• WHAT IS BEING ASKED: Using the entries below, transcribe exactly the line containing "x=558, y=90" and each line that follows it to the end.

• TASK MATERIAL:
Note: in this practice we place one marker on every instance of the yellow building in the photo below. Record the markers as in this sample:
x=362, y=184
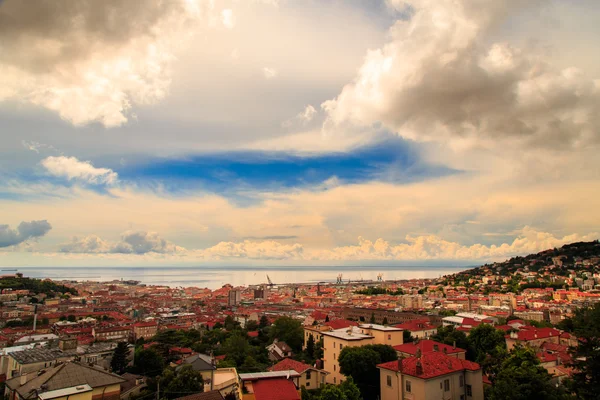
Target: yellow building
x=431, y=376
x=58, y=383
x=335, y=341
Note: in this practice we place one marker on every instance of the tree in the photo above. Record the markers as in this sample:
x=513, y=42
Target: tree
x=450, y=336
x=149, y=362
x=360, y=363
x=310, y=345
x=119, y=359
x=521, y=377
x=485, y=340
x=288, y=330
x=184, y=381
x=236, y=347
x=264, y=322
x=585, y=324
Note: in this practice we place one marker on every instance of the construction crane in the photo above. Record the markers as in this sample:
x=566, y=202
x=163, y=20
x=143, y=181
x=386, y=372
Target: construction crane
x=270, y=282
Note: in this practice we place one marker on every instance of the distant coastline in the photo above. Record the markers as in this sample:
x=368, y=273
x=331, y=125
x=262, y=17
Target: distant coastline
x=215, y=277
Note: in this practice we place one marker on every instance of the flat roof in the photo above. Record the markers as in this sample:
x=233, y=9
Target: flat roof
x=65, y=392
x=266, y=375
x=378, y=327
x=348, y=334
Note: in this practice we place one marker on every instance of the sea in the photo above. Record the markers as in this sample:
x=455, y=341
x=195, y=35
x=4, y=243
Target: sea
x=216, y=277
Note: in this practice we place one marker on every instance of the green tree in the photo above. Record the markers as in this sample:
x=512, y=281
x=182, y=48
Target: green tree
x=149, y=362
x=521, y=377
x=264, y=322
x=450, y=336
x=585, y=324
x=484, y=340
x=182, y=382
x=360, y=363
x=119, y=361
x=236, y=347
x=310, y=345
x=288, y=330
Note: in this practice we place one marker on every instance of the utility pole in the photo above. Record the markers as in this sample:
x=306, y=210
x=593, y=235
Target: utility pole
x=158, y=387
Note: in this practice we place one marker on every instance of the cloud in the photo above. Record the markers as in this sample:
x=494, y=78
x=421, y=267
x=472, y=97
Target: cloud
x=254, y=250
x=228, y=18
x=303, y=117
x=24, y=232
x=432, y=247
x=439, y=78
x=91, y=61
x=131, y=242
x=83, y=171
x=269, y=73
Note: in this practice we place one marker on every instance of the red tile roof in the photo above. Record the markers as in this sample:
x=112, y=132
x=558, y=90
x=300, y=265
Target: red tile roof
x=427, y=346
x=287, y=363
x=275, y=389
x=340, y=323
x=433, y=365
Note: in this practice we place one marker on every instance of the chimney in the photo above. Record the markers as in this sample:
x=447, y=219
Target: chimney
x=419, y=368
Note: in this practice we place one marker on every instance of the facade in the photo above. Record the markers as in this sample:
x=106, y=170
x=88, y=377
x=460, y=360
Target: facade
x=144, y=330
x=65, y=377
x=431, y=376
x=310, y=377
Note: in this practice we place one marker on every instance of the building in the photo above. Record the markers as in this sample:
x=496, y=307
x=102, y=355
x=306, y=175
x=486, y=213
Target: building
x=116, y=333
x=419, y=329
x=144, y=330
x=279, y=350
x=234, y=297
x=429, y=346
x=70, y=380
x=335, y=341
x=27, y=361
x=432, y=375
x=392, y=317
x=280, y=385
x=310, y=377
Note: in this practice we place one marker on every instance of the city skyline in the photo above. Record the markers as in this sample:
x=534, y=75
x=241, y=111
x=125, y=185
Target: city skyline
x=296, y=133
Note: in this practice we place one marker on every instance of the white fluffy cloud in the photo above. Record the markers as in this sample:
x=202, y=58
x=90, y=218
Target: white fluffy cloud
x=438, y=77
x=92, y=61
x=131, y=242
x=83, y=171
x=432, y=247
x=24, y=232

• YOUR RESPONSE:
x=558, y=90
x=300, y=265
Target: red tile roof
x=427, y=346
x=287, y=363
x=275, y=389
x=340, y=323
x=433, y=365
Note: in this practice we place one marker on every instance of the chimney in the photo above. Record the markers as in this sample:
x=447, y=219
Target: chimney
x=419, y=368
Note: in this practice we place one marker on every instance of the facade in the photo above. Record the markers as in this sample:
x=106, y=170
x=88, y=377
x=460, y=360
Target: facade
x=144, y=330
x=65, y=377
x=431, y=376
x=310, y=377
Note: in this practice we place one marker on every instance of the building in the photo above. Record the markers as in this sample:
x=496, y=307
x=102, y=355
x=306, y=175
x=486, y=213
Target: building
x=116, y=333
x=419, y=329
x=144, y=330
x=279, y=350
x=234, y=297
x=429, y=346
x=70, y=380
x=335, y=341
x=27, y=361
x=432, y=375
x=392, y=317
x=280, y=385
x=310, y=377
Note: in this practice we place one marker on every instance of the city skyline in the photo above. Record the markers as in this sample:
x=534, y=75
x=241, y=111
x=125, y=185
Target: city skyline
x=296, y=133
Note: in this practice we place one marker on every instance of the white fluffy cloud in the photo above. Record the markers as in this sample:
x=202, y=58
x=90, y=218
Target: white fluffy cloud
x=438, y=77
x=92, y=61
x=131, y=242
x=83, y=171
x=432, y=247
x=24, y=232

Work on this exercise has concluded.